Dataset extract ->
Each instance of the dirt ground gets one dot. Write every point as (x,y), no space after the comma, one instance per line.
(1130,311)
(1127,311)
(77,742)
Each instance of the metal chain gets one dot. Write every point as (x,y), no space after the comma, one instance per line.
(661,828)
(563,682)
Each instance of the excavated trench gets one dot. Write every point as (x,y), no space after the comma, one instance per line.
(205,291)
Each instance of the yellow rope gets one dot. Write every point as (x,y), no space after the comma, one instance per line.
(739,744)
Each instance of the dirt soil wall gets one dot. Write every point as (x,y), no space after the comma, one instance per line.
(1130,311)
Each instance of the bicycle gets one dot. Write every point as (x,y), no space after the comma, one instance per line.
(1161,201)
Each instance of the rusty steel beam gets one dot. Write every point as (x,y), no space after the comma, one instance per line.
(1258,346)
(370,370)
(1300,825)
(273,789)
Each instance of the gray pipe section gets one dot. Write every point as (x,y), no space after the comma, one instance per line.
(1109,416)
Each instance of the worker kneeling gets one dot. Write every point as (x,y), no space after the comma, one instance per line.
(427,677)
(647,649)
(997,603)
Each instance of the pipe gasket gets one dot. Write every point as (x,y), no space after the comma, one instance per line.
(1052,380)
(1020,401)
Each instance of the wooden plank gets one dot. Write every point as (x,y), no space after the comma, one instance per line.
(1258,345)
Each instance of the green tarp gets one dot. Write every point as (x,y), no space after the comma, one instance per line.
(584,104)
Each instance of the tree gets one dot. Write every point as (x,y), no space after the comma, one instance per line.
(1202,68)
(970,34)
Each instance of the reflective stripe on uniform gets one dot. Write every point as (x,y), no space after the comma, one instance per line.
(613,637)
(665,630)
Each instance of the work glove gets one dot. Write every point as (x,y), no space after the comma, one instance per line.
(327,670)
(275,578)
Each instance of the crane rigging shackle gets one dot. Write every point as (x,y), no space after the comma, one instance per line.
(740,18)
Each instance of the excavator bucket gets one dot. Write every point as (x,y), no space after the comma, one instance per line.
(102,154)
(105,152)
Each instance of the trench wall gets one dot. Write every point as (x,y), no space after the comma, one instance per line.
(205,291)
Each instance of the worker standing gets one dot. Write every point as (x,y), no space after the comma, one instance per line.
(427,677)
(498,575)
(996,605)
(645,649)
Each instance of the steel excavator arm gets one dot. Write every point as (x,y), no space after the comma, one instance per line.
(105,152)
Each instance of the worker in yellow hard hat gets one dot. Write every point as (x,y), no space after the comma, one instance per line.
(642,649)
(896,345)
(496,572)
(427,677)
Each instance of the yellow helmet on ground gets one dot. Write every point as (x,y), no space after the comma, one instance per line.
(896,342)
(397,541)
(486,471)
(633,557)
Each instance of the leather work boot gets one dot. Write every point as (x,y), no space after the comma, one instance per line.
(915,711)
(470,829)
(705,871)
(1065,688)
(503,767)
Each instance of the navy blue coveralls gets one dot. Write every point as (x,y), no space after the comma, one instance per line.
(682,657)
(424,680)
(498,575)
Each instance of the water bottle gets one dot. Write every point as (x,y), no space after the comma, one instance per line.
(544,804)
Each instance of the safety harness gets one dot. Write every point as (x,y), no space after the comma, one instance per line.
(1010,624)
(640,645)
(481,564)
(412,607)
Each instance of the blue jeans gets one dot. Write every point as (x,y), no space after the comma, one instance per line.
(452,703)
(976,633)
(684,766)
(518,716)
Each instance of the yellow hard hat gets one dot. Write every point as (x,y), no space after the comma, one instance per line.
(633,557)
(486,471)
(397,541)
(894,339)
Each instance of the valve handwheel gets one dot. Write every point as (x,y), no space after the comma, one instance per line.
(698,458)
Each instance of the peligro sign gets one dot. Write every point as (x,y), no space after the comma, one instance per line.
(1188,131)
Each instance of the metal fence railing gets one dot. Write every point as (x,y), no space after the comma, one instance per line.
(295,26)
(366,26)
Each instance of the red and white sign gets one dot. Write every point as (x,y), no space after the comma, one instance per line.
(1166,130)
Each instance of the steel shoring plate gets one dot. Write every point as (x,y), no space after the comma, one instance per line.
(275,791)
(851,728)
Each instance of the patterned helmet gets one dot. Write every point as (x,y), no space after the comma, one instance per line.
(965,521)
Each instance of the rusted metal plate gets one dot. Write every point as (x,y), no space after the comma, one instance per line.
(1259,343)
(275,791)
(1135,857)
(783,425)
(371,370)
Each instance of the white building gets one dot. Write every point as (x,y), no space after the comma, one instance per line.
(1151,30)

What is required -> Write out again, unchanged, every line from the line containing "Each instance of the metal fence" to the final line of the material above.

Exercise answer ->
Each instance of the metal fence railing gets one dot. Write every point as (x,y), no space after the comma, one instance per line.
(295,26)
(366,26)
Each instance of the red and white sign gets one dot. Write every point as (x,y), no space after the comma, one instance per line.
(1166,130)
Each instance of the steel shoring plate gets one dot. Write every point as (x,y), no space after the comma, one instance per line.
(275,791)
(851,728)
Each instance of the patterned helmet gets one dot. Write every point as (x,y), no space after the comma, one instance per line.
(965,521)
Each instance of the rusted metal plate gets one dot. Write every point as (x,y), no space after the comma, one instance per line.
(1259,343)
(275,791)
(1135,857)
(783,425)
(371,370)
Each instance of the white building gets one dot. Write every point as (x,y), no space after the comma, one instance per line.
(1151,30)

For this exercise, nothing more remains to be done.